[WORK INSTRUCTION] Pull out of the data below the stretch of lines bounded by the one containing "[[563, 123], [101, 81], [515, 84]]" and the one containing "Query: pink beak", both bounds included, unchanged.

==== MATERIALS PROVIDED ====

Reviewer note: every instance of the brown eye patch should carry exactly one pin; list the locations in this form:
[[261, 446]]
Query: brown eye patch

====
==== MATERIALS PROVIDED ====

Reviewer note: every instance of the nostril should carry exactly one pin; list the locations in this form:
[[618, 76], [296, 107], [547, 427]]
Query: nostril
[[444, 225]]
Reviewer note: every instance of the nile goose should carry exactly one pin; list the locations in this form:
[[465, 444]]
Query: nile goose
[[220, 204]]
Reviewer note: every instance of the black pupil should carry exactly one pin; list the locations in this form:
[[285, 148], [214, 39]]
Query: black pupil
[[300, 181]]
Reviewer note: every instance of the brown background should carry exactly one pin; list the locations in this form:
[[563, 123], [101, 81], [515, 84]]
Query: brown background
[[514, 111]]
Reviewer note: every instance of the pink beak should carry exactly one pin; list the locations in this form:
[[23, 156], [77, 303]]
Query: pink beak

====
==== MATERIALS PROVIDED ====

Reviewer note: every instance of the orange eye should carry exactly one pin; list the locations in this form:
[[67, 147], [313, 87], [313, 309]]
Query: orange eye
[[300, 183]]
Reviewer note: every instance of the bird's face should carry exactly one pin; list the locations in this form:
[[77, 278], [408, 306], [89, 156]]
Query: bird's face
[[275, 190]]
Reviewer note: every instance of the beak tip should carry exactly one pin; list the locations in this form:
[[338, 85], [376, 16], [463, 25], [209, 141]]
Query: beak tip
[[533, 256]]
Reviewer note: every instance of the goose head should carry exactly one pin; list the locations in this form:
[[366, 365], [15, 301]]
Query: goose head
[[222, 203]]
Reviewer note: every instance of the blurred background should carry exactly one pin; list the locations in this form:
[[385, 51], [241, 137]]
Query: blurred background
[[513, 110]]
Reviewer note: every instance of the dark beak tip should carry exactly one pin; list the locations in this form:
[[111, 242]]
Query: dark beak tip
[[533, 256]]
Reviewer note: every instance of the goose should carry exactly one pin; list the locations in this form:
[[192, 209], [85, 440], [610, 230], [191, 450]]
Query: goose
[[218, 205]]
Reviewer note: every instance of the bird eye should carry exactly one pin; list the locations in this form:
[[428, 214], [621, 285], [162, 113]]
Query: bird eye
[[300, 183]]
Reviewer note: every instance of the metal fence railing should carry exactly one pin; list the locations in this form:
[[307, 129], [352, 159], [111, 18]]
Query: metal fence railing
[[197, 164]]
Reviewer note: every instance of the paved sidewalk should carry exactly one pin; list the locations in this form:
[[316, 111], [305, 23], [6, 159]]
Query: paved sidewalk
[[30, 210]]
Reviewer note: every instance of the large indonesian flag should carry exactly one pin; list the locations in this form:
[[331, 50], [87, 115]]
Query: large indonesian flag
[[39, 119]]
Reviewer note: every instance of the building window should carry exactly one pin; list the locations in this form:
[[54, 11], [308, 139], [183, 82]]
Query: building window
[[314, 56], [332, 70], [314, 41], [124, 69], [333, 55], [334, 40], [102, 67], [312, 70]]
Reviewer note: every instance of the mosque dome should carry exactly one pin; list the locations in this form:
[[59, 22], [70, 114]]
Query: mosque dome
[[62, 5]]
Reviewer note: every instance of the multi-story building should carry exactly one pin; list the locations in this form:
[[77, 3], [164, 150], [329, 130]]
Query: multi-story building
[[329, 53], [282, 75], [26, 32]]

====

[EXPECTED ANSWER]
[[563, 123], [101, 81], [515, 84]]
Query: brown background
[[514, 111]]
Reviewer note: every instance of the pink beak should carry exactly one pin; list the locations in this form:
[[23, 156], [77, 303]]
Query: pink beak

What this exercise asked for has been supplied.